» **BRIEF**
Rewrite all the material below, renaming every "innermost point" as "deepest interior point" and keeping everything else the same.

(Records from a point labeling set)
■ ■ ■ ■ ■ ■ ■

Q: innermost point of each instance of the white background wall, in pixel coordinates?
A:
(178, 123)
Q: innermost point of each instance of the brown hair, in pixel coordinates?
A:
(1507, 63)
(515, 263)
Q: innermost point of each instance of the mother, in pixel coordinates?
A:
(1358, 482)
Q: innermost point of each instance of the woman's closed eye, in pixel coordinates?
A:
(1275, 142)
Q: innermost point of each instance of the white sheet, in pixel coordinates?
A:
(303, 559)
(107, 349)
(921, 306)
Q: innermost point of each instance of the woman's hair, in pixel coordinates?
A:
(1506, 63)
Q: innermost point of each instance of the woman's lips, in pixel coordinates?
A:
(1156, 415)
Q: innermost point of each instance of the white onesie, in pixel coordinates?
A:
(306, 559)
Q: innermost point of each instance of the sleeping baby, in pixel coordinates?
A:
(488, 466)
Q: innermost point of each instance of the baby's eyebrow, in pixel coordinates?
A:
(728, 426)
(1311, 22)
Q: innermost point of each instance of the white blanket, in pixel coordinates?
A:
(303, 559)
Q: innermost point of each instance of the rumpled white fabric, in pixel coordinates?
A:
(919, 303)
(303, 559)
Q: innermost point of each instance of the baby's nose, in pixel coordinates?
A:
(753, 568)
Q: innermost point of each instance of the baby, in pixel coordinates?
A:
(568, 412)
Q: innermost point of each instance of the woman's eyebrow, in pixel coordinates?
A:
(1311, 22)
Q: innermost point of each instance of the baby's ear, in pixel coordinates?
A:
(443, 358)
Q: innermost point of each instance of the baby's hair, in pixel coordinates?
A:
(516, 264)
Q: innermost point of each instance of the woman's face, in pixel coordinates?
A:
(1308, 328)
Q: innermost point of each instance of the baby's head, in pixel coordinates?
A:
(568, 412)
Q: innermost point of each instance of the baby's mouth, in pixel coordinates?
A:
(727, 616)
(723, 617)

■ ■ ■ ■ ■ ■ ■

» **IN RESPONSE**
Q: deepest interior point of each instance of the white background wall, in pixel coordinates?
A:
(178, 123)
Q: deepest interior point of each instance of the brown hair, in pixel coordinates?
A:
(1507, 63)
(515, 263)
Q: deepest interior point of each instance of the mother, in pixel coordinates?
A:
(1358, 482)
Q: deepest interior point of each instance of the woman's closed eye, in pixel coordinates?
A:
(1275, 142)
Q: deepest interior point of each instance of the white sheet, in pixel coordinates?
A:
(303, 559)
(107, 349)
(921, 306)
Q: deepest interior point of each instance of the woman's hair, in pixel coordinates?
A:
(1506, 63)
Q: deepest interior point of each instance of the woman's lips, in pixel coordinates?
A:
(1156, 415)
Q: deepest interior point of each instance of the white onesie, in pixel coordinates?
A:
(306, 559)
Q: deepest interior point of each instance of the sleeping baby, in pixel coordinates?
A:
(488, 466)
Q: deepest interior point of each instance of the baby's eyebrow, in pixel coordinates?
A:
(728, 426)
(1311, 22)
Q: deepest interior point of each instance of the white blanket, in pixel coordinates?
A:
(303, 559)
Q: deepest interior point of each instance of the rumpled white fabric, in pixel coordinates?
A:
(919, 303)
(303, 559)
Q: deepest interior point of each instance of the baby's nose, in pixel coordinates?
A:
(753, 568)
Q: deepest interior point of each instance of the baby, in pixel coordinates?
A:
(568, 412)
Q: deepest interior point of each instance of the woman's eyebrow, in pixel coordinates?
A:
(1311, 22)
Q: deepest interior point of each instance of the baby's ear, in pixel coordinates?
A:
(443, 358)
Q: deepest interior point of each instance of the baby's hair, in pixel coordinates?
A:
(516, 264)
Q: deepest interior point of each instance of the woman's face, in pixel coordinates?
A:
(1308, 328)
Q: deepest interior point of each instance of the baby's head, in pixel coordinates?
A:
(568, 412)
Q: deepest interior point of each instance of the baby's mouth, in pixel coordinates?
A:
(727, 616)
(723, 617)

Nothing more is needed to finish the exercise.